+++ Dataset excerpts

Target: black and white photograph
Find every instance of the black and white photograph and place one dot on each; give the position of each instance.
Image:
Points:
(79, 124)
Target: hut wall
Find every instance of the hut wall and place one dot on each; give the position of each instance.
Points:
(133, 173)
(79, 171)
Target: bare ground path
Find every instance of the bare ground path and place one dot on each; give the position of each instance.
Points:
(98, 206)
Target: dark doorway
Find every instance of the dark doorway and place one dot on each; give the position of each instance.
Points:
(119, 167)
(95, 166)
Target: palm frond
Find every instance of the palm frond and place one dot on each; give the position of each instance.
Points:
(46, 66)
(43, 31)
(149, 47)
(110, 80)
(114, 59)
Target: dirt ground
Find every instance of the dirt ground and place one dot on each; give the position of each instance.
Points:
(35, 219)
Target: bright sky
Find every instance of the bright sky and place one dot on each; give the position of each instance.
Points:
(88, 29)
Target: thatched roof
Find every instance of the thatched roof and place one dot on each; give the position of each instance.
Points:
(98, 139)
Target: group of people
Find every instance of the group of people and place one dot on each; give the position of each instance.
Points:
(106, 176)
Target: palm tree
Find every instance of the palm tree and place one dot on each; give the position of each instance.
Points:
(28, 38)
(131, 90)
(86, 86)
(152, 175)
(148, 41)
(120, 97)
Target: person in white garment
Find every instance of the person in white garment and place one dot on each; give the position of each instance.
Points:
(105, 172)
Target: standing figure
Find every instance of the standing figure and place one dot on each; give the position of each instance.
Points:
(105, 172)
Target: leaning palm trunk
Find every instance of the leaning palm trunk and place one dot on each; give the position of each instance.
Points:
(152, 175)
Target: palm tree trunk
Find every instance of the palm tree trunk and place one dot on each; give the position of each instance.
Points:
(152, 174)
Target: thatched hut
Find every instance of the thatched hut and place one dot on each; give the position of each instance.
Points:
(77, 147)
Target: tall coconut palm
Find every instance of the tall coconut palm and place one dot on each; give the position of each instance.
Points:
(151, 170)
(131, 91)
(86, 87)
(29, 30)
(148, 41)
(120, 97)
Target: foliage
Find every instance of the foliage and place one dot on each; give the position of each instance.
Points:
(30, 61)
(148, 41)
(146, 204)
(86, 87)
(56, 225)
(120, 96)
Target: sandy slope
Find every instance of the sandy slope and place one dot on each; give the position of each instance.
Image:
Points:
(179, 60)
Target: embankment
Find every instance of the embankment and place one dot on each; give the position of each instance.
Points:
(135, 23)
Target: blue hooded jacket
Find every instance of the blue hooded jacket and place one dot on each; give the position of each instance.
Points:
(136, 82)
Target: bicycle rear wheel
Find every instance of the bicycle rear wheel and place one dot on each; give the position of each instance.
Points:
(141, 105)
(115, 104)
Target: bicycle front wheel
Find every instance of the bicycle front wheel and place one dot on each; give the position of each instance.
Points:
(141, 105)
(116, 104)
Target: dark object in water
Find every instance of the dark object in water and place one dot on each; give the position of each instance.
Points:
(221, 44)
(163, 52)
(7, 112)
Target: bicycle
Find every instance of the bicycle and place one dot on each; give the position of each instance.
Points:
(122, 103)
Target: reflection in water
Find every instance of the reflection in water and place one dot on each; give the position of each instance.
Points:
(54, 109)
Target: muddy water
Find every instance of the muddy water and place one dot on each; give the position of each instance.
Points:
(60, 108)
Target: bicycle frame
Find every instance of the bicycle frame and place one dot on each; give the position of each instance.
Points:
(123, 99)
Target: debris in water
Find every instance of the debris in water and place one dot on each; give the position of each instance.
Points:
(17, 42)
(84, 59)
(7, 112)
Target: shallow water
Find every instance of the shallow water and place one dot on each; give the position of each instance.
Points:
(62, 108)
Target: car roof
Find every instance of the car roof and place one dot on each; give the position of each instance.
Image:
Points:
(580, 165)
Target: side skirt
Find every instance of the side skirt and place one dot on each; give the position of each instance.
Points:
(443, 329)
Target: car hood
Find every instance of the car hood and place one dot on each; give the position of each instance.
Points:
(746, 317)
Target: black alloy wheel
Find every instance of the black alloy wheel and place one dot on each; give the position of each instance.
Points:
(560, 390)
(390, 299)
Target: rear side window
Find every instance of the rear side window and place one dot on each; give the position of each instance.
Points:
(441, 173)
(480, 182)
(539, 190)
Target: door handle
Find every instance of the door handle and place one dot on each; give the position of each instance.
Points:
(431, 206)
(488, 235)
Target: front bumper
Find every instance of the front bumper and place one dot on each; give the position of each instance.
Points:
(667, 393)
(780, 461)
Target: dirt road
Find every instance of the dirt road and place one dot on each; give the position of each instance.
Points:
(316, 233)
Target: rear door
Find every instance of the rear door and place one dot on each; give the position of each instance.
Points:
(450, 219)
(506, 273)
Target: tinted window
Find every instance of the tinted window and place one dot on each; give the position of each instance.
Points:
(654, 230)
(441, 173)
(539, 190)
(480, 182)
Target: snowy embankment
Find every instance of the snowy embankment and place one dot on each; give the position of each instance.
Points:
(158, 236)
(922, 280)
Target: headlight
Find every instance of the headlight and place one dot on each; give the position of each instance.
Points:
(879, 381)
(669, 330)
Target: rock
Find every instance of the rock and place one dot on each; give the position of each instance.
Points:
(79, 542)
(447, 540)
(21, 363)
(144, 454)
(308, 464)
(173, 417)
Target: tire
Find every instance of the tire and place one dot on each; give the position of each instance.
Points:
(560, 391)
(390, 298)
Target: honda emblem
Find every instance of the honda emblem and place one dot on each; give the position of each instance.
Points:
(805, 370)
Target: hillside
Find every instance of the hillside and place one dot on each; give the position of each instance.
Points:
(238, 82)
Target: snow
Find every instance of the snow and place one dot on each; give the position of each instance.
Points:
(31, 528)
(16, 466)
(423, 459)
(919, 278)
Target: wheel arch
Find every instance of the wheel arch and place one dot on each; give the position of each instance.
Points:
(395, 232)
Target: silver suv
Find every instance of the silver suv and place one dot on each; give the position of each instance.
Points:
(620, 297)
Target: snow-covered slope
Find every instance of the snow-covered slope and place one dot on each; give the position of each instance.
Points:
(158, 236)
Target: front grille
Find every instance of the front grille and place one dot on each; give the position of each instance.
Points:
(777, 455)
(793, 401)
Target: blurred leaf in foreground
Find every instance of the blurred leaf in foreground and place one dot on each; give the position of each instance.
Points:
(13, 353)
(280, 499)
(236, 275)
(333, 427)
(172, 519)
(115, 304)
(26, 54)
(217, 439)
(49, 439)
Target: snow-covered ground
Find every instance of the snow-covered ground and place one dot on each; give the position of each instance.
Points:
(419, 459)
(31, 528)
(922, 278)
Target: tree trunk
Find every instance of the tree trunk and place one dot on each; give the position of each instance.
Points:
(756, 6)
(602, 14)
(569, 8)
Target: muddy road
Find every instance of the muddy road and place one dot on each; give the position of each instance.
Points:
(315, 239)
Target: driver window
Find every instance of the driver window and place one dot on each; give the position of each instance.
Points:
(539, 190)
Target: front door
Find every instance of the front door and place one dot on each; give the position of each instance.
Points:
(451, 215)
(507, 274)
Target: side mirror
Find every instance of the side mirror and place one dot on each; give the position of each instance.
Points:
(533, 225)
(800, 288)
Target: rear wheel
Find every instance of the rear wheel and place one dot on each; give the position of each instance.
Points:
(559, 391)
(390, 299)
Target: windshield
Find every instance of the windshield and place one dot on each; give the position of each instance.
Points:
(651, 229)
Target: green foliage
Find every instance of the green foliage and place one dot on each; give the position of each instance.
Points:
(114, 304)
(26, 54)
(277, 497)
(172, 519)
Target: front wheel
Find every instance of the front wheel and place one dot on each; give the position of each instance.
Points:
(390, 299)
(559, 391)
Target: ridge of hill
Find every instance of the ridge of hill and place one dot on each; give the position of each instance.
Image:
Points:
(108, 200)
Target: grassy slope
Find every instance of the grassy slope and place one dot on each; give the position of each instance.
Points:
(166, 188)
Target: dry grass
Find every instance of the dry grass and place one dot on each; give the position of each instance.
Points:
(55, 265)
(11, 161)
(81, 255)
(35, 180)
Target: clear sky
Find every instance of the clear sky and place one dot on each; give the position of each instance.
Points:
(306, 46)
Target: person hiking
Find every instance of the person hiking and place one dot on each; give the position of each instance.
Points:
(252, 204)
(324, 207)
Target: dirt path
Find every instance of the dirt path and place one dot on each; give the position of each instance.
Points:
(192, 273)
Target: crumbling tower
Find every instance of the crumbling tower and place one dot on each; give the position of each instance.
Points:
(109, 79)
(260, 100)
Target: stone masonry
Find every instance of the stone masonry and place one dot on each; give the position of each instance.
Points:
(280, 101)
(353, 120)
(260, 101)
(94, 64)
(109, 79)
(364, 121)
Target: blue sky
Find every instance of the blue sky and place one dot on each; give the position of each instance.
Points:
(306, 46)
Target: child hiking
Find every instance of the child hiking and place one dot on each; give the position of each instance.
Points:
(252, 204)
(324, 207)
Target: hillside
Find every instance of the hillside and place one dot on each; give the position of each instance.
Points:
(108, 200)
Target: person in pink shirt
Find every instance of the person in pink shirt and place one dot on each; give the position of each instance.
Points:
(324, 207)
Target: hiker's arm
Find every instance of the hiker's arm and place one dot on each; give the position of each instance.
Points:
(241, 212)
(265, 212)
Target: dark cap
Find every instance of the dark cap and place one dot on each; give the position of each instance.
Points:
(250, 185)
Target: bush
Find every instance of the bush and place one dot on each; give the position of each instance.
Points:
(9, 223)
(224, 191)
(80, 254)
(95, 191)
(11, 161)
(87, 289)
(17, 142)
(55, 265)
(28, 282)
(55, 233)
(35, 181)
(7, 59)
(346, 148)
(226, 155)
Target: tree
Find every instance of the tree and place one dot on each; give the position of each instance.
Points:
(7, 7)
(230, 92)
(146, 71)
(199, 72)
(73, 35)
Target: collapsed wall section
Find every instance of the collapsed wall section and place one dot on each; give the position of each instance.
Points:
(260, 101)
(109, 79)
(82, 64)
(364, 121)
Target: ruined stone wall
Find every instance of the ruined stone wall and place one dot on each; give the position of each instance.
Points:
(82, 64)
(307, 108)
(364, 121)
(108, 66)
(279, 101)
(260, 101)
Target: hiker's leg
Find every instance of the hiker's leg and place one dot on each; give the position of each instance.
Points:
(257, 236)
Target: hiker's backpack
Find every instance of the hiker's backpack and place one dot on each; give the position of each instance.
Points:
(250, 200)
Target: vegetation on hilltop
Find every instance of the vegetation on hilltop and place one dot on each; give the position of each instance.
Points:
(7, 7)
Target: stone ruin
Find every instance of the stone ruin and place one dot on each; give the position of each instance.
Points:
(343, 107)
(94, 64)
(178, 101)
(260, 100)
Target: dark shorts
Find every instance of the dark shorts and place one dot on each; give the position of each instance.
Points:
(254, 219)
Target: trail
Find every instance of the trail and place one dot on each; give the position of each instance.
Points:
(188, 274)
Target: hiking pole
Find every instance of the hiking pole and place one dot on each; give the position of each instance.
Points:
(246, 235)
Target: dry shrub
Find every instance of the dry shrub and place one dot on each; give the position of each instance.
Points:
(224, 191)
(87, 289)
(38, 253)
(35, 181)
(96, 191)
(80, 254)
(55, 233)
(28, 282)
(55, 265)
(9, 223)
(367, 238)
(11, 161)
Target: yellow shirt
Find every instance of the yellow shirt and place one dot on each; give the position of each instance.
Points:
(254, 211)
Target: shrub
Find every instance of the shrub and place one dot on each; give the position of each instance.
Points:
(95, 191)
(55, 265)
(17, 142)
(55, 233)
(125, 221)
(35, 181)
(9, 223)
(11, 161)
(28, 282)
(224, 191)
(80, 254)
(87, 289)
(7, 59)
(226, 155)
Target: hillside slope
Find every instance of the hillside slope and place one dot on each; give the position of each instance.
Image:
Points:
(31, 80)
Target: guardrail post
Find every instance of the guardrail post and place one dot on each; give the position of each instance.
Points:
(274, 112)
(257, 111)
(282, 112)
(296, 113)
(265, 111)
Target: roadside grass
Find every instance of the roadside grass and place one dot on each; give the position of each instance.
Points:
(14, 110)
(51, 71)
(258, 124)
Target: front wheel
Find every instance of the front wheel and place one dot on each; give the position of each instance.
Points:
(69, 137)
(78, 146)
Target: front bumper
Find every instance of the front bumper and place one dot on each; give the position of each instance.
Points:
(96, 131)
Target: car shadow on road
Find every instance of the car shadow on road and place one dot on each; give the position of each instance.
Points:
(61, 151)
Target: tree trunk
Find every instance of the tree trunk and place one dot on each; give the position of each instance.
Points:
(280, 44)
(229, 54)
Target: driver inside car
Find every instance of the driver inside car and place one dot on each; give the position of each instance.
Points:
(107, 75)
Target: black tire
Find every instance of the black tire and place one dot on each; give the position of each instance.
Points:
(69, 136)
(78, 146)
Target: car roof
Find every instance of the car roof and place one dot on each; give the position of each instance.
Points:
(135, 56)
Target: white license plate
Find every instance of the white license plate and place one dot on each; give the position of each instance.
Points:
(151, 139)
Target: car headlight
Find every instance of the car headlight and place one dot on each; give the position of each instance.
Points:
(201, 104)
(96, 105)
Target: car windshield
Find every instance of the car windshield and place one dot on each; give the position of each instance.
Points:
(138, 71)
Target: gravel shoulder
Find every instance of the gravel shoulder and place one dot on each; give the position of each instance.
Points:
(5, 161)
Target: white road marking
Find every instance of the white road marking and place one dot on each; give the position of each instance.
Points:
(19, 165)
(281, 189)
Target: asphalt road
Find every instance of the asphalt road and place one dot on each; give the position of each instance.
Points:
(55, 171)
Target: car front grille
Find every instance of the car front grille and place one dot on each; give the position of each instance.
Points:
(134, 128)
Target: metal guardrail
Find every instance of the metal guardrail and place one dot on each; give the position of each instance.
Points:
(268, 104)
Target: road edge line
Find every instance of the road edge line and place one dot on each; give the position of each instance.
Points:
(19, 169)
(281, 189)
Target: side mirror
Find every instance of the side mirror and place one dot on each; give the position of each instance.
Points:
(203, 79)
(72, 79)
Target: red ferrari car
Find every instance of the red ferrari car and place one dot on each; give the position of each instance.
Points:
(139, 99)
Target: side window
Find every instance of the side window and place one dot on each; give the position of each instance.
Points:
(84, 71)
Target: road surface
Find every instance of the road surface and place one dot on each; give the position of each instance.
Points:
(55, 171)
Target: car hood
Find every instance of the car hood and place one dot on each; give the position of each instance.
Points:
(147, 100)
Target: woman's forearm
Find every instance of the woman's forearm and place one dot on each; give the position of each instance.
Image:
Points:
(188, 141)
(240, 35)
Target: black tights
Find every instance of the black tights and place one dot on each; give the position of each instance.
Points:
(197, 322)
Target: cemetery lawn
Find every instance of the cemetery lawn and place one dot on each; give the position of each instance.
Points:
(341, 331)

++++++

Task brief :: In the listing above, find the line containing "Target: black tights", then reproduce it and each line after it through the end, exactly and with nothing added.

Worked solution ::
Target: black tights
Find every instance of the black tights and place one dot on each; give the position of each instance.
Points:
(197, 322)
Target: cemetery lawn
Find every instance of the cemetery lawn and place one dot on each; give the position of each instance.
Points:
(341, 331)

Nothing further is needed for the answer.